Rewrite the material below with "dry brown grass" replaced by "withered grass" and nothing else changed.

○ ○ ○

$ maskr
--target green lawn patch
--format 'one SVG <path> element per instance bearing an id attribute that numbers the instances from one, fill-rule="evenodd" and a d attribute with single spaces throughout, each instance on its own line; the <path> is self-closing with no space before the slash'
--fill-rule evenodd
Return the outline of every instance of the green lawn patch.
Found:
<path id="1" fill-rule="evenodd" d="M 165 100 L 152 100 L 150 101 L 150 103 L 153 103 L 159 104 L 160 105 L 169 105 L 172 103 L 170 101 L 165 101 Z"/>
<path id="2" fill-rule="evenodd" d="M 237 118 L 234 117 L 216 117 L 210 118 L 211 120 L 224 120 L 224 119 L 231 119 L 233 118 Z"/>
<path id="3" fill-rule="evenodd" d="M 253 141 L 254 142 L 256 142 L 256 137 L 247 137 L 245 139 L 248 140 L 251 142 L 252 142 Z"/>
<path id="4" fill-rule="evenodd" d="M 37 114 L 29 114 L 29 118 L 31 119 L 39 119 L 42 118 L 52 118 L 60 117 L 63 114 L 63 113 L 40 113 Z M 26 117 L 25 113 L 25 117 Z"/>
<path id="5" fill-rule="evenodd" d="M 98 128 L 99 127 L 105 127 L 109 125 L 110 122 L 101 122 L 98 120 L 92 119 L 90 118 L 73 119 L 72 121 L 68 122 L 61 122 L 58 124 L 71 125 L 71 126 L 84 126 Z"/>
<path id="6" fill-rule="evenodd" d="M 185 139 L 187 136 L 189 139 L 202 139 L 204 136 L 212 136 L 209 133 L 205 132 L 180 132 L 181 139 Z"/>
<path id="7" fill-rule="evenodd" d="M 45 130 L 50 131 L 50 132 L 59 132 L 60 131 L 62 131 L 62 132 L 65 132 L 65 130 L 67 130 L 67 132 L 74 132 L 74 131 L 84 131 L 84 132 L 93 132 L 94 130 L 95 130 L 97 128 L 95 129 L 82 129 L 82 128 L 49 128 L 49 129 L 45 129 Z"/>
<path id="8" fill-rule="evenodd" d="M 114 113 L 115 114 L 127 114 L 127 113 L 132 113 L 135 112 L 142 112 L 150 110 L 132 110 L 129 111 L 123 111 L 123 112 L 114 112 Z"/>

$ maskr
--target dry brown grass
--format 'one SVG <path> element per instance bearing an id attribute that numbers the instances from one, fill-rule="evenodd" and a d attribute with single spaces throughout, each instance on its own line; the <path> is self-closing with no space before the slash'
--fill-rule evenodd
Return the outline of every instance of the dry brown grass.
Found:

○ ○ ○

### Task response
$ maskr
--target green lawn patch
--format 'one SVG <path> element per instance bearing an id attribute that numbers the instances from one, fill-rule="evenodd" and a d attribute with single spaces throughout, each instance on its own line; the <path> is self-closing with no space before the slash'
--fill-rule evenodd
Return the outline of every instance of the green lawn patch.
Found:
<path id="1" fill-rule="evenodd" d="M 165 100 L 152 100 L 150 101 L 150 103 L 153 103 L 159 104 L 160 105 L 169 105 L 172 103 L 170 101 L 165 101 Z"/>
<path id="2" fill-rule="evenodd" d="M 237 118 L 234 117 L 216 117 L 210 118 L 211 120 L 224 120 L 224 119 L 231 119 L 233 118 Z"/>
<path id="3" fill-rule="evenodd" d="M 253 141 L 254 142 L 256 142 L 256 137 L 247 137 L 245 139 L 248 140 L 251 142 L 252 142 Z"/>
<path id="4" fill-rule="evenodd" d="M 37 114 L 29 114 L 29 118 L 31 119 L 39 119 L 42 118 L 52 118 L 60 117 L 63 114 L 63 113 L 40 113 Z M 26 117 L 25 113 L 25 117 Z"/>
<path id="5" fill-rule="evenodd" d="M 98 128 L 99 127 L 105 127 L 109 125 L 110 122 L 101 122 L 98 120 L 92 119 L 90 118 L 73 119 L 72 121 L 68 122 L 61 122 L 58 124 L 71 125 L 71 126 L 84 126 Z"/>
<path id="6" fill-rule="evenodd" d="M 185 139 L 187 136 L 189 139 L 202 139 L 204 136 L 212 136 L 209 133 L 205 132 L 180 132 L 181 139 Z"/>
<path id="7" fill-rule="evenodd" d="M 45 130 L 50 131 L 50 132 L 59 132 L 60 131 L 62 131 L 62 132 L 65 132 L 65 130 L 67 130 L 67 132 L 74 132 L 74 131 L 84 131 L 84 132 L 93 132 L 94 130 L 95 130 L 97 128 L 95 129 L 82 129 L 82 128 L 49 128 L 49 129 L 45 129 Z"/>
<path id="8" fill-rule="evenodd" d="M 114 113 L 115 114 L 127 114 L 127 113 L 132 113 L 135 112 L 142 112 L 150 110 L 132 110 L 129 111 L 123 111 L 123 112 L 114 112 Z"/>

$ maskr
--target withered grass
--format 'one SVG <path> element per instance bearing an id attribute that numbers the instances from one, fill-rule="evenodd" and a d attribute with single spaces throughout, each instance on its own line; the <path> is self-closing with no space before the slash'
--fill-rule evenodd
Return the outline of every instance of the withered grass.
Found:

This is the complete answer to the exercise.